## start Input for this task

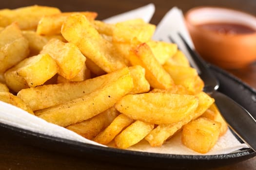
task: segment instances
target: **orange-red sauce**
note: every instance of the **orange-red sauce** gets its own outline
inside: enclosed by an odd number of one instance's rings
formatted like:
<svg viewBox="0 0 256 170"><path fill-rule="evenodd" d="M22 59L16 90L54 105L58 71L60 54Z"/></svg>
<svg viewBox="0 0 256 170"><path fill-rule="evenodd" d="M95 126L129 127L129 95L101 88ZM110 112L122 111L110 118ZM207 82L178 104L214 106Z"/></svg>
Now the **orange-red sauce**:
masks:
<svg viewBox="0 0 256 170"><path fill-rule="evenodd" d="M199 24L203 29L225 34L252 34L256 30L247 25L229 23L208 23Z"/></svg>

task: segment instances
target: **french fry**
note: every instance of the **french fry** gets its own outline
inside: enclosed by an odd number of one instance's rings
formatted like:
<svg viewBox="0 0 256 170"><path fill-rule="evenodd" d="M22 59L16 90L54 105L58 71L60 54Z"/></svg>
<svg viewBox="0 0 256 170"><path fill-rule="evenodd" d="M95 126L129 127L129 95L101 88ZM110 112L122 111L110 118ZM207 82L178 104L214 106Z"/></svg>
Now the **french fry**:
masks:
<svg viewBox="0 0 256 170"><path fill-rule="evenodd" d="M43 16L39 22L37 33L39 35L60 34L61 26L65 20L71 15L79 13L84 15L90 21L93 20L98 14L93 12L64 12Z"/></svg>
<svg viewBox="0 0 256 170"><path fill-rule="evenodd" d="M42 17L59 13L60 11L57 8L39 5L13 10L5 9L0 10L0 26L6 27L12 23L17 22L21 30L33 30L37 28Z"/></svg>
<svg viewBox="0 0 256 170"><path fill-rule="evenodd" d="M17 96L33 110L50 107L89 94L101 86L129 74L124 68L80 82L67 82L23 89Z"/></svg>
<svg viewBox="0 0 256 170"><path fill-rule="evenodd" d="M151 40L147 42L147 44L151 49L157 60L161 65L168 58L172 58L177 51L177 46L176 44Z"/></svg>
<svg viewBox="0 0 256 170"><path fill-rule="evenodd" d="M58 39L51 39L40 53L50 54L59 67L58 74L69 80L76 76L82 69L86 60L77 46Z"/></svg>
<svg viewBox="0 0 256 170"><path fill-rule="evenodd" d="M146 79L153 87L167 89L174 84L171 76L157 61L147 44L140 44L133 48L129 58L133 66L140 65L145 68Z"/></svg>
<svg viewBox="0 0 256 170"><path fill-rule="evenodd" d="M93 21L92 24L98 33L111 36L113 35L115 25L105 23L98 20Z"/></svg>
<svg viewBox="0 0 256 170"><path fill-rule="evenodd" d="M213 103L201 116L213 120L220 122L221 124L219 136L222 136L228 130L228 124L223 117L215 103Z"/></svg>
<svg viewBox="0 0 256 170"><path fill-rule="evenodd" d="M145 69L140 66L128 68L133 77L134 87L129 94L145 93L149 91L150 85L145 78Z"/></svg>
<svg viewBox="0 0 256 170"><path fill-rule="evenodd" d="M71 79L67 79L59 75L58 75L57 83L69 82L81 82L90 78L91 78L91 71L86 67L86 65L84 64L82 69L79 71L76 76Z"/></svg>
<svg viewBox="0 0 256 170"><path fill-rule="evenodd" d="M0 83L0 92L8 92L9 88L8 88L6 85Z"/></svg>
<svg viewBox="0 0 256 170"><path fill-rule="evenodd" d="M46 37L38 34L34 31L23 31L22 35L28 41L30 56L36 55L48 41Z"/></svg>
<svg viewBox="0 0 256 170"><path fill-rule="evenodd" d="M68 42L77 45L87 58L106 72L126 66L119 57L113 53L112 44L100 36L84 16L68 17L61 32Z"/></svg>
<svg viewBox="0 0 256 170"><path fill-rule="evenodd" d="M66 128L84 137L93 140L111 123L118 114L117 110L112 107L91 119L70 125Z"/></svg>
<svg viewBox="0 0 256 170"><path fill-rule="evenodd" d="M219 136L220 123L205 118L200 118L184 126L182 143L200 153L205 153L212 148Z"/></svg>
<svg viewBox="0 0 256 170"><path fill-rule="evenodd" d="M94 140L96 142L107 145L133 121L132 119L124 114L120 114L115 119L109 126L97 135Z"/></svg>
<svg viewBox="0 0 256 170"><path fill-rule="evenodd" d="M41 85L57 72L55 61L47 54L25 59L4 74L7 86L18 92L23 88Z"/></svg>
<svg viewBox="0 0 256 170"><path fill-rule="evenodd" d="M149 93L126 95L115 107L133 119L162 124L181 120L197 105L198 99L193 96Z"/></svg>
<svg viewBox="0 0 256 170"><path fill-rule="evenodd" d="M0 92L0 101L19 107L32 115L33 110L21 99L8 92Z"/></svg>
<svg viewBox="0 0 256 170"><path fill-rule="evenodd" d="M116 137L116 145L121 149L129 148L143 139L154 128L154 124L136 120Z"/></svg>
<svg viewBox="0 0 256 170"><path fill-rule="evenodd" d="M88 95L39 110L35 114L48 122L65 127L92 118L112 107L133 88L133 79L128 72Z"/></svg>
<svg viewBox="0 0 256 170"><path fill-rule="evenodd" d="M165 140L180 129L183 125L203 114L214 102L213 99L203 92L200 92L196 96L198 98L198 105L196 110L177 122L158 126L145 137L150 145L161 146Z"/></svg>
<svg viewBox="0 0 256 170"><path fill-rule="evenodd" d="M156 25L146 23L142 19L118 22L113 30L113 41L129 43L136 38L140 42L147 42L151 39L155 30Z"/></svg>
<svg viewBox="0 0 256 170"><path fill-rule="evenodd" d="M16 24L0 32L0 72L25 58L29 53L28 42Z"/></svg>
<svg viewBox="0 0 256 170"><path fill-rule="evenodd" d="M176 53L168 59L165 65L167 66L180 66L183 67L190 67L189 62L184 53L180 50L177 50Z"/></svg>
<svg viewBox="0 0 256 170"><path fill-rule="evenodd" d="M204 84L196 69L175 65L164 65L163 68L171 75L176 85L183 85L191 92L191 94L197 94L202 90Z"/></svg>

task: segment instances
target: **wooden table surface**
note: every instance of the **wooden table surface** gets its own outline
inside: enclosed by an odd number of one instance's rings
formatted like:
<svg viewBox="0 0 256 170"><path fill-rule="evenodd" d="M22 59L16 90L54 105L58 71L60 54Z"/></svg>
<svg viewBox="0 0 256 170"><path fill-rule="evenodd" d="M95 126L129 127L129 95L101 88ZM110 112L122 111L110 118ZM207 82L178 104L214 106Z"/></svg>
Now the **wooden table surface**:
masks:
<svg viewBox="0 0 256 170"><path fill-rule="evenodd" d="M236 8L256 15L256 2L254 0L55 0L1 1L0 8L14 8L37 4L59 7L62 11L92 11L98 13L101 19L153 2L156 13L151 23L157 24L164 15L172 7L177 6L186 12L192 7L201 5L217 5ZM249 85L256 89L256 63L239 69L228 70ZM102 164L52 151L45 150L21 142L0 128L0 170L128 170L114 164ZM256 157L230 165L212 168L212 170L255 170Z"/></svg>

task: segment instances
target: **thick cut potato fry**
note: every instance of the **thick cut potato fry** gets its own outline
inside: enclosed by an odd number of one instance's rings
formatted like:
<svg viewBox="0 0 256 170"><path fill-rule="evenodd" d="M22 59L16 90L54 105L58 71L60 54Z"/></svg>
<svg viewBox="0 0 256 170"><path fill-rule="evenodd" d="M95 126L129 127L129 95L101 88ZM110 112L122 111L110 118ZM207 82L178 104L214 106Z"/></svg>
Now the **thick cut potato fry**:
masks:
<svg viewBox="0 0 256 170"><path fill-rule="evenodd" d="M151 49L157 60L161 65L177 51L177 46L176 44L151 40L147 42L147 44Z"/></svg>
<svg viewBox="0 0 256 170"><path fill-rule="evenodd" d="M121 58L112 52L112 44L98 34L84 16L74 15L68 17L62 25L61 34L106 72L126 66Z"/></svg>
<svg viewBox="0 0 256 170"><path fill-rule="evenodd" d="M190 67L189 62L184 53L180 50L177 50L176 53L167 59L164 63L167 66L180 66L183 67Z"/></svg>
<svg viewBox="0 0 256 170"><path fill-rule="evenodd" d="M28 41L30 56L39 54L48 41L48 38L38 34L34 31L23 31L22 34Z"/></svg>
<svg viewBox="0 0 256 170"><path fill-rule="evenodd" d="M154 124L136 120L116 137L116 145L121 149L129 148L143 139L154 126Z"/></svg>
<svg viewBox="0 0 256 170"><path fill-rule="evenodd" d="M111 36L113 35L114 24L108 24L98 20L93 21L92 24L98 33Z"/></svg>
<svg viewBox="0 0 256 170"><path fill-rule="evenodd" d="M163 66L171 75L176 85L180 85L187 88L192 94L203 90L204 84L194 68L179 66Z"/></svg>
<svg viewBox="0 0 256 170"><path fill-rule="evenodd" d="M0 92L8 92L9 88L6 85L0 83Z"/></svg>
<svg viewBox="0 0 256 170"><path fill-rule="evenodd" d="M33 110L21 99L8 92L0 92L0 101L19 107L31 114L34 115Z"/></svg>
<svg viewBox="0 0 256 170"><path fill-rule="evenodd" d="M86 60L76 46L58 39L49 41L40 53L50 54L59 67L58 74L69 80L82 69Z"/></svg>
<svg viewBox="0 0 256 170"><path fill-rule="evenodd" d="M195 111L198 99L193 96L169 93L127 95L115 107L135 120L157 124L178 122Z"/></svg>
<svg viewBox="0 0 256 170"><path fill-rule="evenodd" d="M85 64L89 69L97 76L101 76L106 74L106 72L94 63L90 58L86 58Z"/></svg>
<svg viewBox="0 0 256 170"><path fill-rule="evenodd" d="M209 151L217 142L220 123L200 118L184 126L181 141L188 148L199 153Z"/></svg>
<svg viewBox="0 0 256 170"><path fill-rule="evenodd" d="M174 82L155 57L146 43L140 44L131 50L129 60L133 66L140 65L145 68L146 79L154 88L167 89Z"/></svg>
<svg viewBox="0 0 256 170"><path fill-rule="evenodd" d="M152 146L160 146L167 139L180 129L183 125L201 115L212 103L214 100L203 92L196 95L198 105L196 110L181 120L172 124L161 124L153 129L145 137Z"/></svg>
<svg viewBox="0 0 256 170"><path fill-rule="evenodd" d="M115 119L109 126L97 135L94 140L96 142L107 145L133 121L132 119L129 118L124 114L120 114Z"/></svg>
<svg viewBox="0 0 256 170"><path fill-rule="evenodd" d="M59 13L60 11L57 8L38 5L13 10L5 9L0 10L0 16L2 19L0 21L0 26L6 27L16 22L22 30L35 29L41 17Z"/></svg>
<svg viewBox="0 0 256 170"><path fill-rule="evenodd" d="M89 94L104 85L129 74L128 68L80 82L67 82L23 89L17 96L33 110L66 102Z"/></svg>
<svg viewBox="0 0 256 170"><path fill-rule="evenodd" d="M221 124L219 136L222 136L228 130L228 124L221 116L221 114L215 103L213 103L201 116L211 120L220 122Z"/></svg>
<svg viewBox="0 0 256 170"><path fill-rule="evenodd" d="M17 64L29 53L28 42L16 24L0 32L0 72Z"/></svg>
<svg viewBox="0 0 256 170"><path fill-rule="evenodd" d="M172 85L172 87L167 89L162 89L159 88L154 88L150 91L150 93L172 93L177 94L189 94L188 90L181 85Z"/></svg>
<svg viewBox="0 0 256 170"><path fill-rule="evenodd" d="M39 21L37 33L39 35L54 35L60 34L61 26L65 20L71 15L78 12L65 12L43 17ZM94 12L81 12L90 21L93 20L98 15Z"/></svg>
<svg viewBox="0 0 256 170"><path fill-rule="evenodd" d="M86 65L84 64L82 69L79 71L78 74L70 80L59 75L57 78L57 83L69 82L81 82L90 78L91 78L91 71L86 67Z"/></svg>
<svg viewBox="0 0 256 170"><path fill-rule="evenodd" d="M91 119L66 128L84 137L92 140L109 125L118 114L118 111L112 107Z"/></svg>
<svg viewBox="0 0 256 170"><path fill-rule="evenodd" d="M89 94L39 110L35 114L48 122L67 126L92 118L112 107L133 88L133 79L128 73Z"/></svg>
<svg viewBox="0 0 256 170"><path fill-rule="evenodd" d="M16 92L41 85L57 72L55 61L47 54L27 58L4 74L7 86Z"/></svg>
<svg viewBox="0 0 256 170"><path fill-rule="evenodd" d="M145 93L149 91L150 85L145 77L145 69L140 66L129 67L133 77L134 87L129 94Z"/></svg>
<svg viewBox="0 0 256 170"><path fill-rule="evenodd" d="M155 30L156 25L145 22L142 19L118 22L113 29L113 41L129 43L136 38L140 42L147 42L151 39Z"/></svg>

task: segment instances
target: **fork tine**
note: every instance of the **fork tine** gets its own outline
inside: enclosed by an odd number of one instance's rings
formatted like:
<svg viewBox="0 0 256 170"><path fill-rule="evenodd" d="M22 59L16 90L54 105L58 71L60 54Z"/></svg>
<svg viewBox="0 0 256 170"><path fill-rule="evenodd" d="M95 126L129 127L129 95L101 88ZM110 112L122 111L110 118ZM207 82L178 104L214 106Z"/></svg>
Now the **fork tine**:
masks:
<svg viewBox="0 0 256 170"><path fill-rule="evenodd" d="M198 74L205 84L204 91L206 92L212 92L214 90L217 89L219 86L219 82L215 76L210 71L210 68L208 64L196 51L190 48L190 46L179 33L178 33L178 35L185 45L193 60L200 70Z"/></svg>

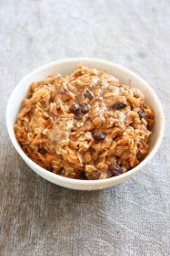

## end Input for this task

[Work to complete]:
Rewrite the rows from the start through the line that contains "24L203 29L225 34L252" (both ends included) as a numbered list, leaving out blank lines and pictures.

[Output of the exercise]:
1. task: segment instances
2. target: **orange-red sauce**
3. note: every instance of the **orange-red sauce** gets its own outline
4. inside: enclosed by an odd number of one instance's rings
5. formatted like:
6. <svg viewBox="0 0 256 170"><path fill-rule="evenodd" d="M22 59L16 90L54 105L58 71L60 54Z"/></svg>
7. <svg viewBox="0 0 256 170"><path fill-rule="evenodd" d="M95 126L129 127L129 95L101 88ZM110 112L122 111L110 118ZM207 82L178 104L214 106Z"/></svg>
8. Now the **orange-red sauce**:
9. masks:
10. <svg viewBox="0 0 256 170"><path fill-rule="evenodd" d="M199 24L203 29L225 34L252 34L256 30L247 25L229 23L208 23Z"/></svg>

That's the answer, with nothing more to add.